### Article
········

# puppy hair do's (or don'ts) :)



## blueyedmomshell (Mar 31, 2013)

Hi everyone! Hope is almost 4 months now. I have a question on the hair ponytail or topknot. Do you keep them in your puppy's hair full-time or put it in daily? I have left it in daily a few times and it gets very matted. It even looks as though she may have pulled some hair out at some point. Any advice or link to a prior thread would be greatly appreciated! OH and the best ponytail holders (don't know the proper term) or hair "gel" to keep it back...it seems I can get it in a ponytail and no matter what she paws at it and I have fly aways that of course get in her eyes and cause tearing...


----------



## Ladysmom (Oct 19, 2004)

What type of bands are you using? You need tiny latex bands sold especially for grooming.

How are you removing the bands? Band scissors are a must have as you can snag the band and cut it. Trying to remove it by pulling it out will break and mat her hair.

Got2be Glued is the absolute best for taming stragglers while growing a topknot. Walmart carries it.


----------



## blueyedmomshell (Mar 31, 2013)

Ladysmom said:


> What type of bands are you using? You need tiny latex bands sold especially for grooming.
> 
> How are you removing the bands? Band scissors are a must have as you can snag the band and cut it. Trying to remove it by pulling it out will break and mat her hair.
> 
> Got2be Glued is the absolute best for taming stragglers while growing a topknot. Walmart carries it.


I couldn't find any at Petco or Petsmart and they suggested the beauty supply store and they gave me a kind they said people use on pets?

Thank you for the advice, I've been unwrapping it to remove...which is fun...

I will definitely check those out...thanks again!!!:ThankYou::ThankYou:


----------



## Deborah (Jan 8, 2006)

········

### Material supplied
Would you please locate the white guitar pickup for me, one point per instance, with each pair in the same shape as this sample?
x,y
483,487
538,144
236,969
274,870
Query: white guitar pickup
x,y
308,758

········

### Objective
In the puppy hair thread, which product is called the absolute best for taming stragglers while growing a topknot?

### Reply
Got2be Glued.